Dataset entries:
%%

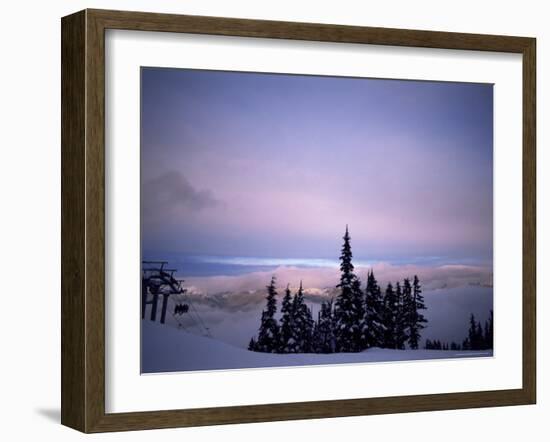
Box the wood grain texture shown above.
[61,10,86,432]
[522,38,536,403]
[89,8,533,52]
[60,8,537,433]
[84,9,107,433]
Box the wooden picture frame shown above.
[61,8,536,433]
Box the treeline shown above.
[425,311,493,351]
[248,226,428,354]
[425,340,461,351]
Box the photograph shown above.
[140,67,494,374]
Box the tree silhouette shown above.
[450,311,494,351]
[465,313,492,351]
[255,276,280,353]
[278,284,294,353]
[248,337,257,351]
[408,275,427,349]
[393,282,408,349]
[334,226,366,352]
[382,282,397,349]
[365,270,384,348]
[315,299,336,353]
[291,281,314,353]
[247,230,431,355]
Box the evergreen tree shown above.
[312,314,321,353]
[315,299,336,353]
[468,313,476,349]
[483,321,490,350]
[462,311,493,351]
[382,282,398,348]
[365,270,385,348]
[394,282,407,349]
[408,275,427,349]
[302,294,315,352]
[255,276,280,353]
[401,277,413,345]
[353,276,368,348]
[334,226,366,352]
[291,281,314,353]
[248,337,257,351]
[278,284,294,353]
[476,321,484,349]
[468,313,484,350]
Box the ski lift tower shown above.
[141,261,184,324]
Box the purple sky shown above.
[141,68,493,264]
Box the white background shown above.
[0,0,547,440]
[106,30,523,413]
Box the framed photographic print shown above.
[61,9,536,433]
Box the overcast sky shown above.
[141,68,493,264]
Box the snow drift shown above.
[141,319,492,373]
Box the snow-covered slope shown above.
[141,320,492,373]
[156,285,493,351]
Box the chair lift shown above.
[141,261,185,324]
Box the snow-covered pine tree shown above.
[381,282,397,349]
[300,284,315,353]
[288,288,301,353]
[255,276,280,353]
[394,281,407,349]
[334,226,366,352]
[315,298,336,353]
[401,277,413,347]
[408,275,427,349]
[365,269,385,348]
[291,281,314,353]
[353,276,367,348]
[312,314,321,353]
[278,284,294,353]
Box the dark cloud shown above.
[142,170,221,221]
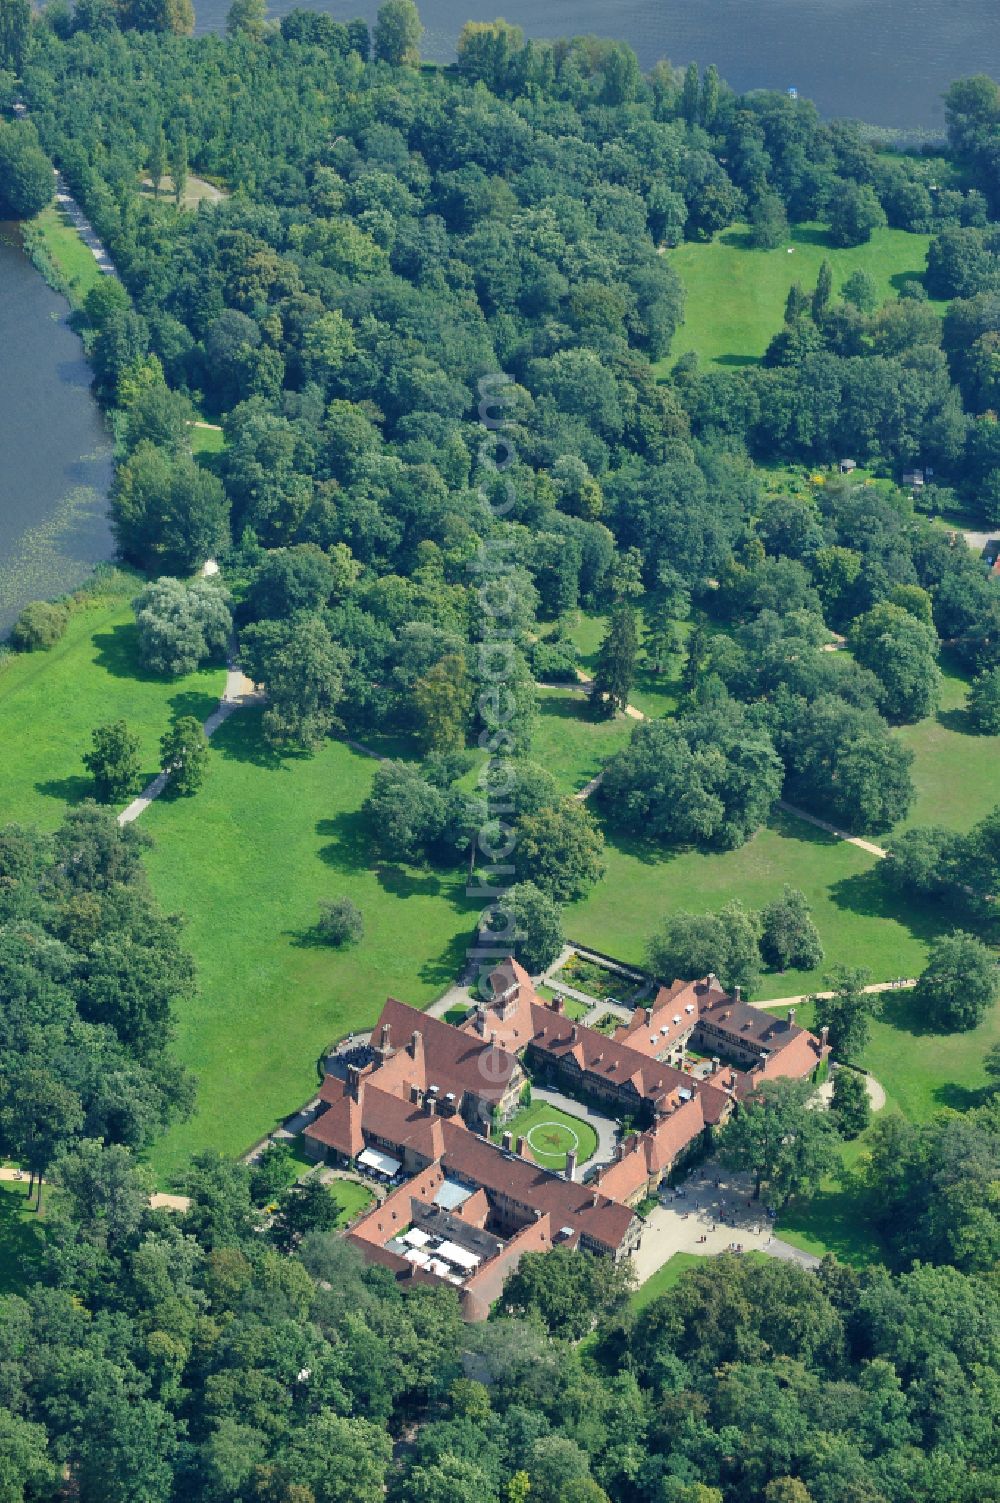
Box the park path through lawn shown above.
[118,657,262,825]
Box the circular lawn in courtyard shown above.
[497,1102,599,1172]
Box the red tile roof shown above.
[373,996,520,1105]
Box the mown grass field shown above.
[498,1101,599,1171]
[567,806,947,1004]
[895,659,1000,834]
[0,579,224,829]
[663,221,937,369]
[142,713,482,1181]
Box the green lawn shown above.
[664,221,937,369]
[895,660,1000,835]
[631,1251,704,1310]
[24,202,105,308]
[189,423,226,456]
[531,686,633,795]
[497,1101,598,1171]
[0,1180,47,1295]
[775,1129,887,1266]
[330,1177,374,1226]
[568,806,948,1004]
[0,579,225,829]
[142,713,482,1182]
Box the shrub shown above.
[530,639,579,682]
[318,897,364,947]
[10,600,70,652]
[133,576,231,677]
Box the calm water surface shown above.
[194,0,999,129]
[0,228,113,634]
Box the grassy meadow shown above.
[0,576,224,829]
[664,221,937,369]
[142,713,482,1180]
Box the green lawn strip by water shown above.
[663,221,937,370]
[497,1101,598,1172]
[0,1180,47,1295]
[0,585,225,829]
[142,717,482,1182]
[569,806,944,1005]
[23,202,105,308]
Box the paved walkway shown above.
[118,657,263,826]
[630,1157,820,1284]
[528,1085,619,1173]
[815,1064,887,1112]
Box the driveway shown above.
[528,1085,619,1172]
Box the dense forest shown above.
[2,2,1000,1498]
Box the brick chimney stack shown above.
[515,1136,525,1155]
[734,985,742,1003]
[347,1063,362,1101]
[502,1131,513,1152]
[820,1024,830,1048]
[564,1149,578,1181]
[788,1006,796,1028]
[410,1029,422,1060]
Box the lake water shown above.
[0,227,113,635]
[194,0,999,129]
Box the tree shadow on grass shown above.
[416,925,479,992]
[776,1164,885,1268]
[934,1079,986,1112]
[316,811,371,875]
[35,773,92,805]
[936,704,975,735]
[0,1184,45,1296]
[207,707,286,769]
[168,689,222,724]
[827,866,958,951]
[92,622,165,682]
[715,353,760,368]
[889,269,926,294]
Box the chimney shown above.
[711,1056,721,1074]
[787,1006,796,1029]
[410,1029,422,1060]
[425,1095,437,1116]
[820,1024,829,1048]
[409,1083,420,1104]
[502,1131,513,1152]
[564,1149,577,1181]
[378,1022,391,1059]
[570,1025,578,1043]
[550,994,565,1014]
[347,1063,362,1101]
[476,1007,487,1036]
[515,1136,525,1155]
[616,1144,624,1161]
[707,972,717,987]
[758,1050,768,1070]
[591,1191,599,1207]
[734,985,742,1003]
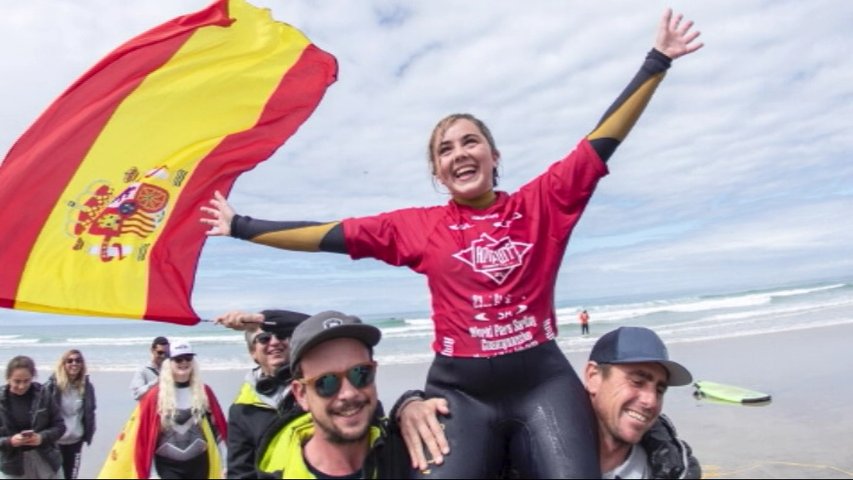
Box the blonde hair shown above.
[55,349,86,394]
[157,357,209,430]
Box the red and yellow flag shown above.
[0,0,337,324]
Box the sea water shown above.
[1,280,851,372]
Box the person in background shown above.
[0,356,66,479]
[43,350,96,480]
[215,309,309,479]
[134,340,228,479]
[129,336,170,401]
[579,309,591,336]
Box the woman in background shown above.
[134,340,227,479]
[44,350,96,479]
[0,356,65,479]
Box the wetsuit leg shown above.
[413,342,600,479]
[413,357,504,479]
[505,349,600,478]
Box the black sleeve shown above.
[38,386,66,444]
[230,215,347,254]
[642,414,701,479]
[587,49,672,162]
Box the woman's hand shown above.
[9,433,26,447]
[10,432,42,447]
[654,8,703,60]
[200,190,236,236]
[24,433,42,447]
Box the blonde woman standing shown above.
[134,340,227,479]
[44,350,96,480]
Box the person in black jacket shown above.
[0,356,66,479]
[215,309,309,478]
[44,350,96,480]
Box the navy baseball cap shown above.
[289,311,381,372]
[590,327,692,386]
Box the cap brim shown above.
[660,360,692,386]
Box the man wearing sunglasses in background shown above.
[129,336,169,401]
[257,310,410,478]
[215,309,310,479]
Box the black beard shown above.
[319,400,374,444]
[324,426,369,445]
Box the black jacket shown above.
[642,414,702,479]
[43,374,97,445]
[0,382,66,476]
[227,375,285,479]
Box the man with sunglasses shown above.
[258,310,409,478]
[215,309,309,479]
[129,336,169,401]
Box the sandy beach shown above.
[77,323,853,479]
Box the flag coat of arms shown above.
[0,0,337,324]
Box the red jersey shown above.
[343,139,607,357]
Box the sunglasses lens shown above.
[66,358,81,364]
[347,364,375,389]
[313,374,343,398]
[254,333,272,345]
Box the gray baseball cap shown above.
[589,326,692,386]
[289,311,381,372]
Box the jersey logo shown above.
[452,233,532,285]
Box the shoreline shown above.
[79,323,853,478]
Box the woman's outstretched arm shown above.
[587,8,703,162]
[200,191,347,253]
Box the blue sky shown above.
[2,1,852,320]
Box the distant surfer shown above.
[579,309,590,336]
[202,8,703,477]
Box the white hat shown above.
[169,339,195,358]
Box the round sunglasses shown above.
[299,362,377,398]
[65,357,83,365]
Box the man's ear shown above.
[585,361,601,395]
[292,380,309,411]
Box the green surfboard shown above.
[694,380,772,404]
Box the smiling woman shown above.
[200,7,703,477]
[117,340,228,479]
[43,349,97,480]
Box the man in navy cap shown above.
[585,326,700,479]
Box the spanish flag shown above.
[0,0,337,324]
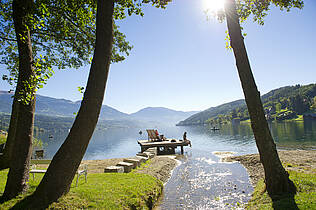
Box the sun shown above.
[202,0,225,13]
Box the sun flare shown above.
[203,0,225,13]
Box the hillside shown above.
[0,91,198,131]
[177,100,245,126]
[177,84,316,126]
[0,91,129,120]
[130,107,198,125]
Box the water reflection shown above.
[34,120,316,209]
[35,120,316,159]
[159,149,253,209]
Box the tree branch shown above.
[0,36,17,42]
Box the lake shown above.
[36,120,316,159]
[36,120,316,209]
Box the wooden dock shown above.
[137,139,191,155]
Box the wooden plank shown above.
[138,139,191,155]
[137,140,190,147]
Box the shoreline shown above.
[31,150,315,208]
[223,150,316,187]
[81,149,316,195]
[82,154,179,184]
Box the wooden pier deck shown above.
[137,139,191,154]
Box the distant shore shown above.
[224,150,316,186]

%%

### AIM OF THE EXERCISE
From the line holding "Box the water reflection shown above." through the last line above, reproduce each line exactly and add nothing.

### WRITTEN RESPONSE
Box the water reflection shown above.
[34,120,316,209]
[35,120,316,159]
[159,149,253,209]
Box the tree branch shown above.
[0,36,17,42]
Box the lake shown above.
[36,120,316,159]
[36,120,316,209]
Box the wooden dock shown above.
[137,139,191,155]
Box the wooden plank shown above.
[138,139,191,155]
[137,140,190,147]
Box the shoreline shown above.
[31,150,315,208]
[223,150,316,187]
[81,149,316,195]
[82,154,179,184]
Box the wooden pier deck shown above.
[137,139,191,154]
Box the distant shore shown above.
[224,150,316,186]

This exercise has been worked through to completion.